-- start of Data excerpts --

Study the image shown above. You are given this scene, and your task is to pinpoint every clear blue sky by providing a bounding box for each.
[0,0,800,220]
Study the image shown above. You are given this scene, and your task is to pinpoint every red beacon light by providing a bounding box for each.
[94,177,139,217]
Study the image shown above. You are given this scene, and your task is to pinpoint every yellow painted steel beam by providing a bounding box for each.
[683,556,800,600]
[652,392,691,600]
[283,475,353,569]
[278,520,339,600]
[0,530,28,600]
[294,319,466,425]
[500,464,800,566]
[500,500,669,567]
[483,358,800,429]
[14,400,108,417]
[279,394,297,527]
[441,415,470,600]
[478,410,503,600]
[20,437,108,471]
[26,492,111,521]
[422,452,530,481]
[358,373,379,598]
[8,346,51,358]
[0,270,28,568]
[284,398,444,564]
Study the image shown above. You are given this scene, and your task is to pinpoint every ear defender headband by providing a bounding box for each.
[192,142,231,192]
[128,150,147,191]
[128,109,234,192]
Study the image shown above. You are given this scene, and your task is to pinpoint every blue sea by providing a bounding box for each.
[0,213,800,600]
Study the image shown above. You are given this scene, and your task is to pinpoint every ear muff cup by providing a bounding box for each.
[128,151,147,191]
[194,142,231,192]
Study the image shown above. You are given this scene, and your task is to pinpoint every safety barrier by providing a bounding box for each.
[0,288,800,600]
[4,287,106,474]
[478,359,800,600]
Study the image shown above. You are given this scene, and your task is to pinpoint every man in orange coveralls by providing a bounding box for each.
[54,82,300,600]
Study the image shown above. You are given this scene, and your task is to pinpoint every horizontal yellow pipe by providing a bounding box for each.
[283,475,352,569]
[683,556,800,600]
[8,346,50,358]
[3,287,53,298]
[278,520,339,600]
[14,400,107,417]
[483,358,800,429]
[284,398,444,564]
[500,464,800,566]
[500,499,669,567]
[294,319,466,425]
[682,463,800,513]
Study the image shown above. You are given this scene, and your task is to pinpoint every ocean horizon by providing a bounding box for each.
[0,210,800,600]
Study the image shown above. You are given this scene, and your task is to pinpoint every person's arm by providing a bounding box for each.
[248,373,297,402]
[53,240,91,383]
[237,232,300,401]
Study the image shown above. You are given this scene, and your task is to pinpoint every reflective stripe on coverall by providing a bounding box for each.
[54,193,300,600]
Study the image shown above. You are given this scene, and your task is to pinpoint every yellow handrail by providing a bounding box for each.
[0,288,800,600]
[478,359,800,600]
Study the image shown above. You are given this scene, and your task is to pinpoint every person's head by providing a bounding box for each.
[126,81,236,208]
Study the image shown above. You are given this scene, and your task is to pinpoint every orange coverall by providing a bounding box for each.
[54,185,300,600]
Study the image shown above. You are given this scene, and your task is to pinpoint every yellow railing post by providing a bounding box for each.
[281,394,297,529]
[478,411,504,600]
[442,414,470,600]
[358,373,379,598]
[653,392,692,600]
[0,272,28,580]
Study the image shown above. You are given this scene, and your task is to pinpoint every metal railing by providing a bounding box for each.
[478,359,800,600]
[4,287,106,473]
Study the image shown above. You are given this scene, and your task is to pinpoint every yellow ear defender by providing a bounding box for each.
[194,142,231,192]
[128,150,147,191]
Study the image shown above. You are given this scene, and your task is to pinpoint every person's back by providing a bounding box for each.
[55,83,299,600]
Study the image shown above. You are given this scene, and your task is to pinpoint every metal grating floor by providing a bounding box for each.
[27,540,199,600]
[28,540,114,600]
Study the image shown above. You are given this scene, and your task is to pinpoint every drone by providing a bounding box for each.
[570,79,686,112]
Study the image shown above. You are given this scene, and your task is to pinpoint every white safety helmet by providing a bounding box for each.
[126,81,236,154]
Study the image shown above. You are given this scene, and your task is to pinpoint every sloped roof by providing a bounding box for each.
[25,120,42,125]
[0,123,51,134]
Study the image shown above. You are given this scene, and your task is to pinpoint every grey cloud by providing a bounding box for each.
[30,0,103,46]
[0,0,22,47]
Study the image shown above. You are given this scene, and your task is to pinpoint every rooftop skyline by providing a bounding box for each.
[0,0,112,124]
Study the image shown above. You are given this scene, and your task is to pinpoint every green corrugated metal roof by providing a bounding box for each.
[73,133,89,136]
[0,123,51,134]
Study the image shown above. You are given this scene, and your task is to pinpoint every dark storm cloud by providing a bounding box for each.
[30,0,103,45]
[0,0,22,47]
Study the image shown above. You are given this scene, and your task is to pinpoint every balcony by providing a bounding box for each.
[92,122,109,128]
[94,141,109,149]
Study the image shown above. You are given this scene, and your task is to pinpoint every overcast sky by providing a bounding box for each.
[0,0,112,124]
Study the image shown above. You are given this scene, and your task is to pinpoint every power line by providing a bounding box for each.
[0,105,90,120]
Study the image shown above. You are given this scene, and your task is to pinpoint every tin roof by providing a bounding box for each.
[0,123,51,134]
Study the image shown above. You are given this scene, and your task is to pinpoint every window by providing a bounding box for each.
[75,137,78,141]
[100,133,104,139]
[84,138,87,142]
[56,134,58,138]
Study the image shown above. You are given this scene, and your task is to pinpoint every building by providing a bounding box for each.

-- end of Data excerpts --

| Task description |
Which lines of the items contain the string "cloud"? Pick out each of them and copy it in full, counting only matches with the same case.

| Answer to the exercise |
Study the image shown above. You are given this scene, and your task is to pinpoint every grey cloud by providing a bounding box for each.
Study the image shown above. You are given this scene, and your task is to pinpoint every dark storm cloud by providing a bounding box for each.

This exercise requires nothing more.